= Exercise prompt =
Quote every line of the material beneath this one.

= Material shown =
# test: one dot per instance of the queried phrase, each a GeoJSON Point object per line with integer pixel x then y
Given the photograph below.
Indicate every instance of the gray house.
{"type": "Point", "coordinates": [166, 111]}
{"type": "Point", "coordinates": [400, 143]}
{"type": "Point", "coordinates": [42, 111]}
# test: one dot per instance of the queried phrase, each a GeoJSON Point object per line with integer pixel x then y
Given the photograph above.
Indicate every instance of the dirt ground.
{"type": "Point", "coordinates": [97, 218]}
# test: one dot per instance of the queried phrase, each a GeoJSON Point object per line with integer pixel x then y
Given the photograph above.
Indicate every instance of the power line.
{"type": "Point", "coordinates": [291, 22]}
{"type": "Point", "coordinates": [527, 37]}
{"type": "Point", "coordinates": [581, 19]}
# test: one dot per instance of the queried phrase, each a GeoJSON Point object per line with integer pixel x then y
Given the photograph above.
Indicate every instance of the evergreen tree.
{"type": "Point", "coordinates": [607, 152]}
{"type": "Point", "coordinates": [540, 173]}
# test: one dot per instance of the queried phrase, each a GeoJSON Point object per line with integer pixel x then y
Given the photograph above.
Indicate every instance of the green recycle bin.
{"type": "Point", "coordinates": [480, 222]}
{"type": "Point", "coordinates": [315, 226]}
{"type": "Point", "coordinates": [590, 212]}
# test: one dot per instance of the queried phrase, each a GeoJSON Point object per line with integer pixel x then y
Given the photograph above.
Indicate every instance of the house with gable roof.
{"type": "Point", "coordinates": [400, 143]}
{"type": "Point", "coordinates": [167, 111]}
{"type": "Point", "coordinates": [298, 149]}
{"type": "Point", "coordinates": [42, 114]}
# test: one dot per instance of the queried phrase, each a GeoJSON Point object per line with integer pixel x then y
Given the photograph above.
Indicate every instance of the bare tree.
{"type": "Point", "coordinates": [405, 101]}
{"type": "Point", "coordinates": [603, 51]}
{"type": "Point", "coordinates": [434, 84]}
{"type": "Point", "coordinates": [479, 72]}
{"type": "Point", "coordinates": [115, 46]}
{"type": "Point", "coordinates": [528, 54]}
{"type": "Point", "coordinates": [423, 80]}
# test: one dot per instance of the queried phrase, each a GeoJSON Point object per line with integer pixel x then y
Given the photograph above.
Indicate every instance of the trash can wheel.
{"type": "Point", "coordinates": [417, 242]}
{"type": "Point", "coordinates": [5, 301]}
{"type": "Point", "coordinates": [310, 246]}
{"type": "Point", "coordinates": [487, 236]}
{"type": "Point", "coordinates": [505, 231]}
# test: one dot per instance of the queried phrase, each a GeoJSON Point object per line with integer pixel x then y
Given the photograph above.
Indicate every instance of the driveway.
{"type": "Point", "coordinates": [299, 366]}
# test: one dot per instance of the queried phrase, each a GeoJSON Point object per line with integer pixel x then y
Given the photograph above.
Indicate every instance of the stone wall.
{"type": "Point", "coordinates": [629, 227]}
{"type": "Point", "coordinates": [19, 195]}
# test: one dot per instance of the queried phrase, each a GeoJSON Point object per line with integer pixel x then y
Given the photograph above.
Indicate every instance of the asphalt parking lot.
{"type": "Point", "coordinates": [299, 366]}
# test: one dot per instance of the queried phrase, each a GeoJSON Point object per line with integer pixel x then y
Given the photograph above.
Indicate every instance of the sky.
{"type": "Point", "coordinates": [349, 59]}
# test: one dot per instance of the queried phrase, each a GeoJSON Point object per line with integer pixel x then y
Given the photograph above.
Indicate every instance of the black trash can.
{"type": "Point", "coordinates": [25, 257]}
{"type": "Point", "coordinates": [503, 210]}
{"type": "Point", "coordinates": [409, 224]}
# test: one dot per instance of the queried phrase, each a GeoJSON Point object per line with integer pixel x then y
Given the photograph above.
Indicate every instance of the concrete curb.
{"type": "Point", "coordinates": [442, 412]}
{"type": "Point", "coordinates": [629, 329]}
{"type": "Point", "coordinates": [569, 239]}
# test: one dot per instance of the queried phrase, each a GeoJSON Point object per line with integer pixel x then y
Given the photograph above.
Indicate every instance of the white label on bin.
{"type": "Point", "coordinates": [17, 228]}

= Written solution =
# test: one dot per instance of the queried phrase, each a GeoJSON Point object per line with integer pixel x then y
Given the photograph below.
Indicate every instance of the gray house.
{"type": "Point", "coordinates": [166, 111]}
{"type": "Point", "coordinates": [400, 143]}
{"type": "Point", "coordinates": [42, 111]}
# test: one dot per instance of the queried phrase, each a GeoJSON Point object per line with integer pixel x then y
Given the photograph above.
Indicate every instance of the dirt ground.
{"type": "Point", "coordinates": [97, 218]}
# test: one dot per instance of the queried phrase, each a GeoJSON Point object per line with integer pixel x then y
Given the photograph above.
Indicate every instance of the power line.
{"type": "Point", "coordinates": [291, 22]}
{"type": "Point", "coordinates": [527, 37]}
{"type": "Point", "coordinates": [581, 19]}
# test: one dot per instance of the queried phrase, each a GeoJSON Point object per line with integer pixel x then y
Given the photograph above.
Indicate every instance of the evergreen tree.
{"type": "Point", "coordinates": [607, 152]}
{"type": "Point", "coordinates": [540, 173]}
# test: one dot per instance of the queried phrase, each a GeoJSON Point object per line with integer pixel x then y
Given the photograph above.
Indicate every instance of the green recycle bin.
{"type": "Point", "coordinates": [480, 222]}
{"type": "Point", "coordinates": [315, 226]}
{"type": "Point", "coordinates": [590, 212]}
# test: one dot per instance of the queried phrase, each a GeoJSON Point object per line with integer pixel x then y
Given the photograph above.
Indicate every instance of the house with gable roof.
{"type": "Point", "coordinates": [400, 143]}
{"type": "Point", "coordinates": [167, 111]}
{"type": "Point", "coordinates": [298, 149]}
{"type": "Point", "coordinates": [42, 114]}
# test: one dot per instance of the queried phrase, each a GeoJSON Point object per line with integer pixel x then y
Given the photograph above.
Indicate every instance of the bare tree.
{"type": "Point", "coordinates": [405, 101]}
{"type": "Point", "coordinates": [603, 51]}
{"type": "Point", "coordinates": [434, 84]}
{"type": "Point", "coordinates": [479, 72]}
{"type": "Point", "coordinates": [115, 46]}
{"type": "Point", "coordinates": [528, 54]}
{"type": "Point", "coordinates": [423, 80]}
# test: one dot per instance of the queried phrase, each a GeoJSON Point object per line with integer pixel x then y
Given the photograph above.
Indicate every instance of the trash can wheel.
{"type": "Point", "coordinates": [417, 242]}
{"type": "Point", "coordinates": [5, 301]}
{"type": "Point", "coordinates": [310, 246]}
{"type": "Point", "coordinates": [487, 236]}
{"type": "Point", "coordinates": [505, 231]}
# test: one dot per instance of the queried phrase, each a GeoJSON Point object per line with integer pixel x then y
Given the photograph above.
Indicate every instance of the driveway.
{"type": "Point", "coordinates": [299, 366]}
# test: one dot per instance of the queried phrase, each a GeoJSON Point object per line with integer pixel x then y
Given the photograph above.
Indicate every instance of the stone wall.
{"type": "Point", "coordinates": [629, 227]}
{"type": "Point", "coordinates": [19, 195]}
# test: one dot per instance of the queried phrase, each a GeoJSON Point object per line with integer pixel x then y
Given the photograph above.
Indicate every instance of the asphalt parking lot.
{"type": "Point", "coordinates": [299, 366]}
# test: one dot per instance of the queried phrase, each a GeoJSON Point object per line with integer pixel x then y
Given the photograph above.
Indicate every instance of the sky.
{"type": "Point", "coordinates": [349, 59]}
# test: one dot per instance of the queried phrase, each a GeoJSON Point object per line with integer pixel x then y
Given the photograph above.
Indicate every instance of the black trash can.
{"type": "Point", "coordinates": [25, 257]}
{"type": "Point", "coordinates": [503, 210]}
{"type": "Point", "coordinates": [409, 224]}
# test: one dot per instance of the queried phrase, each a GeoJSON Point object per line with integer pixel x then y
Given the photograph above.
Indicate every instance of the concrete curb.
{"type": "Point", "coordinates": [442, 412]}
{"type": "Point", "coordinates": [629, 329]}
{"type": "Point", "coordinates": [569, 239]}
# test: one dot per instance of the queried phrase, each a GeoJSON Point object per line with integer pixel x then y
Given the photograph above.
Indicate every instance of the white label on bin.
{"type": "Point", "coordinates": [17, 228]}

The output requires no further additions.